TEXTO DO EXERCÍCIO:
::::::::
E acha que não há aquilo a que chamamos, por exemplo, a propósito do direito justiniano, interpolações, adendas cuja intenção possa ser a de salvaguardar, a de permitir, uma determinada coisa que eu queira fazer?

Claro que há manipulações, é precisamente a isso que assistimos agora: uma manipulação da interpretação, que, retirando os hadith e os versículos corânicos do contexto, reivindica a posse da verdade e da realidade. A tarefa dos sábios do Islão é, justamente, mostrar esse embuste, denunciar essa descontextualização e manipulação dos hadith. Mas para isso é necessário ter credibilidade, e daí a necessidade de reforçar as capacidades dos que o possam fazer. Criar novos ícones, reforçar o poder dos sábios do Islão, dar-lhes uma maior visibilidade, amplificar a sua voz para que possam ser ouvidos. Precisamos de ícones.

Há o risco de as pessoas no Ocidente — laicos, cristãos, ateus — começarem a tentar ensinar aos muçulmanos como é que devem viver a sua religião. O que não deixa de ser ridículo. É preciso que sejam os próprios muçulmanos a fazer este tip de reflexão.
::::::::
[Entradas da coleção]
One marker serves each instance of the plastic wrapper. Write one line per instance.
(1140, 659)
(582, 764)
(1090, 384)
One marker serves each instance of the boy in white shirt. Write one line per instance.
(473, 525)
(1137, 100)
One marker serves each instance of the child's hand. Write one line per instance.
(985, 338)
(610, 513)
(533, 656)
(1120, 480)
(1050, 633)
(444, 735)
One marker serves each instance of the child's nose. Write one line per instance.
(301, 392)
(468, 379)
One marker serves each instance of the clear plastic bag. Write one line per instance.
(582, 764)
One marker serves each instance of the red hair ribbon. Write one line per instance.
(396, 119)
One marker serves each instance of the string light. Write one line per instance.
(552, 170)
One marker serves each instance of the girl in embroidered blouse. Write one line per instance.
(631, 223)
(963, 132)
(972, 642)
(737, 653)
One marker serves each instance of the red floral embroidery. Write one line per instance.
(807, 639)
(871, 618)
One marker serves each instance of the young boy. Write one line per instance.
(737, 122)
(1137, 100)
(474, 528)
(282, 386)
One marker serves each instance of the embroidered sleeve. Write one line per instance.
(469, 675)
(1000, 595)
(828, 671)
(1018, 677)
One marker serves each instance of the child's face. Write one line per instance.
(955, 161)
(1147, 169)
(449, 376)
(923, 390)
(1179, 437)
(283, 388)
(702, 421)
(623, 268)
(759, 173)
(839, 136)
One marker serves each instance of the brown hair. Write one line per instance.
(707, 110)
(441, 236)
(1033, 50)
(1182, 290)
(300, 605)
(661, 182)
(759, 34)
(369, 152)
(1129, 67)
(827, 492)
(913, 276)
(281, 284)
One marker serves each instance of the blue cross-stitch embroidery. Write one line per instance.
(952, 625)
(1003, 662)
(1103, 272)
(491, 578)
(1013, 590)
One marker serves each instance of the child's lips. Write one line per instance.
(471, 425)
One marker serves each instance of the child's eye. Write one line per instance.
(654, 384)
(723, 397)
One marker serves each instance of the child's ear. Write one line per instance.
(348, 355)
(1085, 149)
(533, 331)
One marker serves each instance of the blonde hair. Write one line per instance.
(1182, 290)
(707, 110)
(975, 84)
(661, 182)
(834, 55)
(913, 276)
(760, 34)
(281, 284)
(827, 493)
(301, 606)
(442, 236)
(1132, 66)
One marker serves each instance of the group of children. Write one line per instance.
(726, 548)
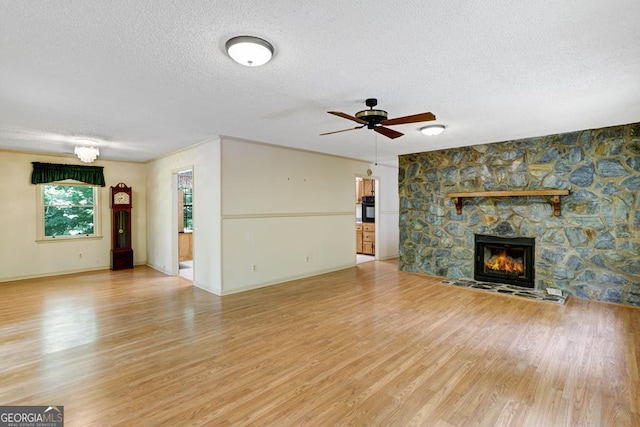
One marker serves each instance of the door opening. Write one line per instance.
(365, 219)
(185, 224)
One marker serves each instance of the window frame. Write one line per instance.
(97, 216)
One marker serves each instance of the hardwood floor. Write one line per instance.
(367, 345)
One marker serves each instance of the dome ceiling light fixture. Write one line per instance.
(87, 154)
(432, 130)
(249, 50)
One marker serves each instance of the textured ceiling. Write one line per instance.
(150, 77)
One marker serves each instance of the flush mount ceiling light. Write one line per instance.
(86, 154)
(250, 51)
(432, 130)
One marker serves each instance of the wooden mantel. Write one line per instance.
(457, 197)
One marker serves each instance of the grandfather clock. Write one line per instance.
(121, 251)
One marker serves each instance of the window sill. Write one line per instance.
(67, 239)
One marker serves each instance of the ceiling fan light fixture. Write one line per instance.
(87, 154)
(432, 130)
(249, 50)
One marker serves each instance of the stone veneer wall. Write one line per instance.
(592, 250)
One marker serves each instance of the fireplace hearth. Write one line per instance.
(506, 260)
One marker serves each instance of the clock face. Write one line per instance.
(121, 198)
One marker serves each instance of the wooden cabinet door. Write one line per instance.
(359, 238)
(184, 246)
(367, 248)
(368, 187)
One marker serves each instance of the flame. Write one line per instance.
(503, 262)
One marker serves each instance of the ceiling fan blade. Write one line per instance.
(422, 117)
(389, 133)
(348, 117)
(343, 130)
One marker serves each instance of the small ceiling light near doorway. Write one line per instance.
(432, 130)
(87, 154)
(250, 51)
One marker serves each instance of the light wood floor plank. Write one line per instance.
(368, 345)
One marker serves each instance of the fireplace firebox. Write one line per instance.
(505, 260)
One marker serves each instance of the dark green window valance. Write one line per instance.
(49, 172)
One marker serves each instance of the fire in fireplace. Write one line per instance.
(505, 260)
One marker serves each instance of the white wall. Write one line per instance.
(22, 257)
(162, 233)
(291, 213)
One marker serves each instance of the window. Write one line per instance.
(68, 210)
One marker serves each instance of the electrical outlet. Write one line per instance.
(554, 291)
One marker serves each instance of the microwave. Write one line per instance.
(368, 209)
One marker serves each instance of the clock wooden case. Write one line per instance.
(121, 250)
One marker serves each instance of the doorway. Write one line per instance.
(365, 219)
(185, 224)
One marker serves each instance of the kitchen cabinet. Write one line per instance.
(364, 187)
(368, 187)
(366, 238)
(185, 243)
::::::::
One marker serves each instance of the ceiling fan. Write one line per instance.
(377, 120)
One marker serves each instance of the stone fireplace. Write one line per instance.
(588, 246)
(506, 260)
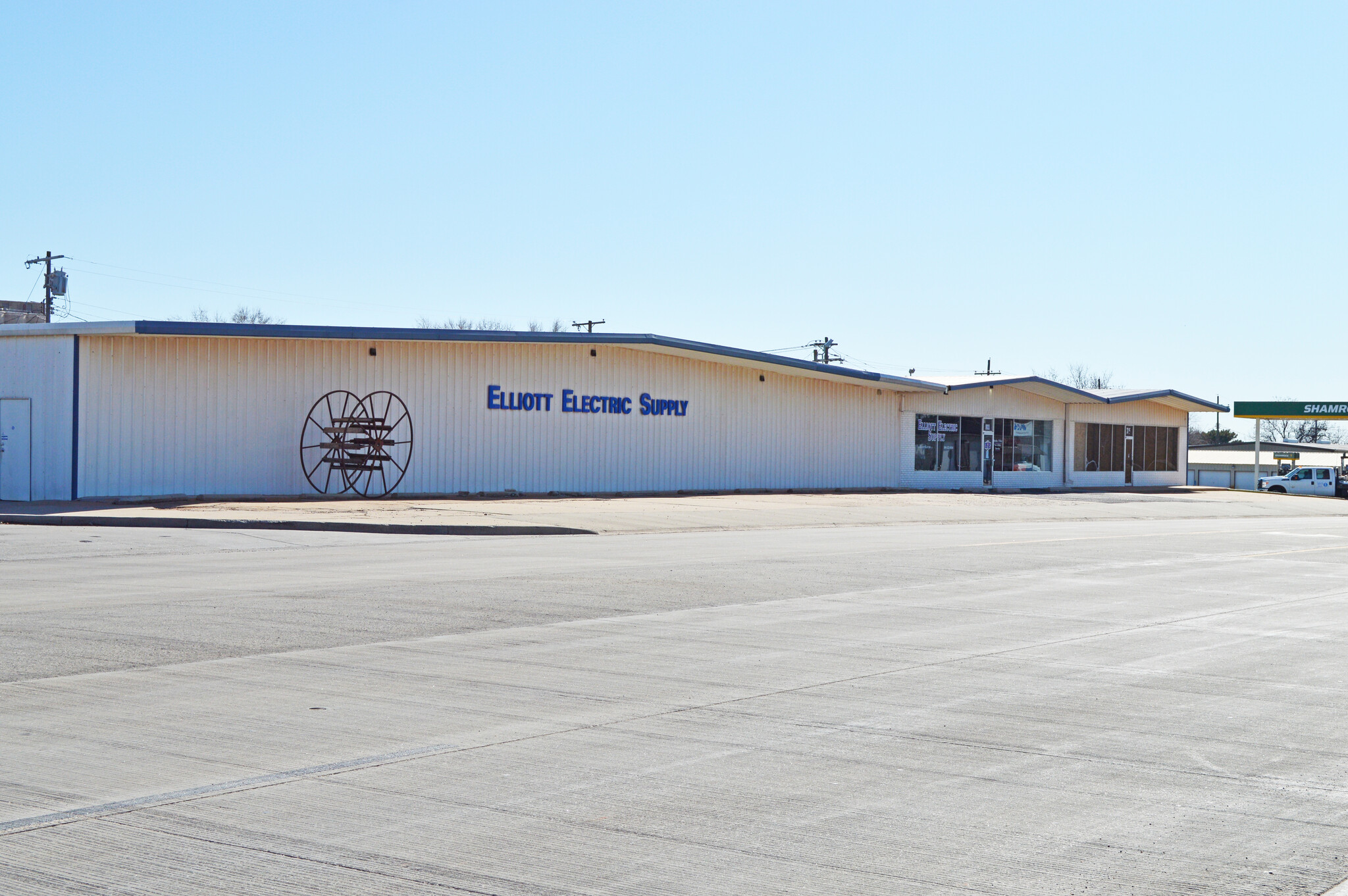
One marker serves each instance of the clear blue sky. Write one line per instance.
::::::::
OBJETIVO DO EXERCÍCIO:
Segundo o texto sobre a interpretação dos hadith, qual é a tarefa dos sábios do Islão? A listagem não entra nesta atividade.

RESPOSTA DO EXERCÍCIO:
Mostrar esse embuste e denunciar a descontextualização e a manipulação dos hadith.